» DATA FOR PROCESSING:
## Start

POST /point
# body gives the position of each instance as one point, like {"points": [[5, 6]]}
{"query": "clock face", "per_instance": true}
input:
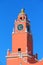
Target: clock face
{"points": [[20, 27]]}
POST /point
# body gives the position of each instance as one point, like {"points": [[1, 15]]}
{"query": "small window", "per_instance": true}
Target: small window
{"points": [[19, 49]]}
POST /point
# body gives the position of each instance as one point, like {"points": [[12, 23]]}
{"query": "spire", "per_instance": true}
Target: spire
{"points": [[22, 11]]}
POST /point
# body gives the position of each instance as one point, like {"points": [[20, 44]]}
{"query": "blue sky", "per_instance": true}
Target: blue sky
{"points": [[9, 10]]}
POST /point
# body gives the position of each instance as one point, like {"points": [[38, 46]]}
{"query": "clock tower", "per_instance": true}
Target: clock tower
{"points": [[22, 42]]}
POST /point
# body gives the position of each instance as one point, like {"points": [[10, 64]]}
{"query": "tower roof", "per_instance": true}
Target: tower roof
{"points": [[22, 11]]}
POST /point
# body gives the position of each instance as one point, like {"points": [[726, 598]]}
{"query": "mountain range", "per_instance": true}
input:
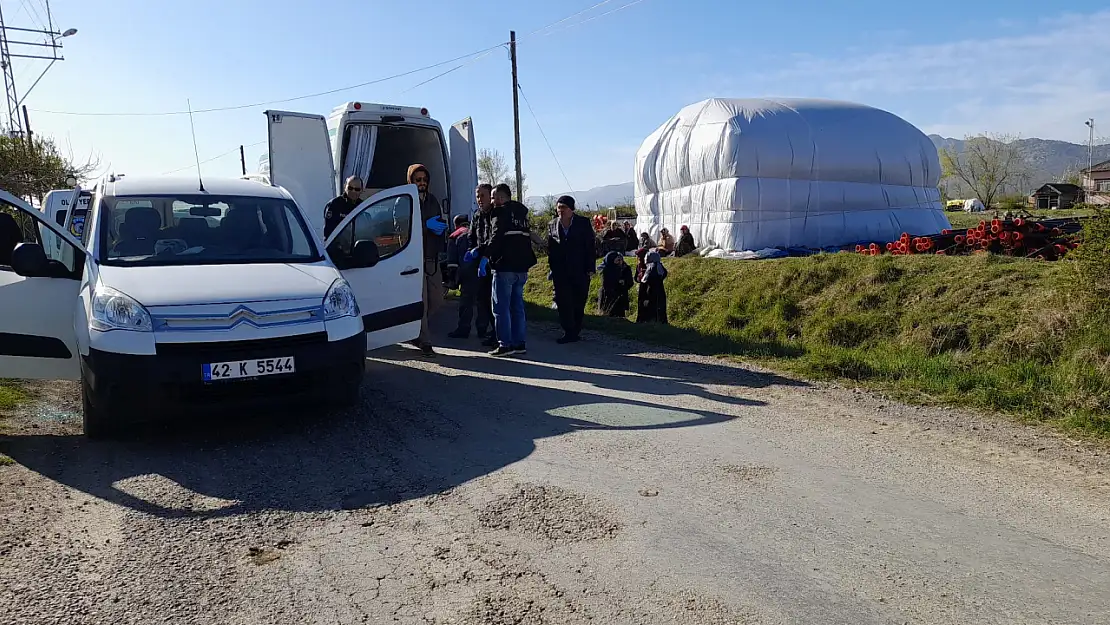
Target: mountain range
{"points": [[1049, 161]]}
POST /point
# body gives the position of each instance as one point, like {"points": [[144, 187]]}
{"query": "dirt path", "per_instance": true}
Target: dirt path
{"points": [[592, 483]]}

## End

» WHAT IS BEING ASKED:
Give back each entry exactly as it appears, with no pictures.

» RESPONSE TO THE TASK:
POST /point
# body gives the position of each instance as one point, like {"points": [[5, 6]]}
{"query": "clock face", "per_instance": true}
input:
Target: clock face
{"points": [[20, 27]]}
POST /point
# body gives the position of each instance as one point, like {"points": [[1, 15]]}
{"query": "small window", "per_instance": true}
Target: small window
{"points": [[19, 49]]}
POST /point
# body gives the position of each instance as one point, like {"points": [[12, 23]]}
{"query": "spire", "per_instance": true}
Target: spire
{"points": [[22, 11]]}
POST /point
# body gives the position of each instance as one point, like {"points": [[20, 44]]}
{"query": "blue sky", "per_instance": true}
Target: blue sky
{"points": [[9, 10]]}
POST /point
# body gives the position of each instance as one point, like {"points": [[38, 46]]}
{"query": "clock tower", "per_instance": true}
Target: clock tower
{"points": [[22, 42]]}
POST /point
# body gives the position of each instance as one point, like {"points": [[10, 64]]}
{"query": "tower roof", "per_instance": true}
Target: tower roof
{"points": [[22, 11]]}
POST /point
# body gives the position of each instance as one point, like {"points": [[726, 598]]}
{"query": "mountain range", "per_instance": true}
input:
Target: mountain range
{"points": [[1049, 161]]}
POST /point
# body gives the position of each instance as one point, like {"points": [[144, 187]]}
{"query": "dirt path", "per_instance": true}
Target: dirt path
{"points": [[592, 483]]}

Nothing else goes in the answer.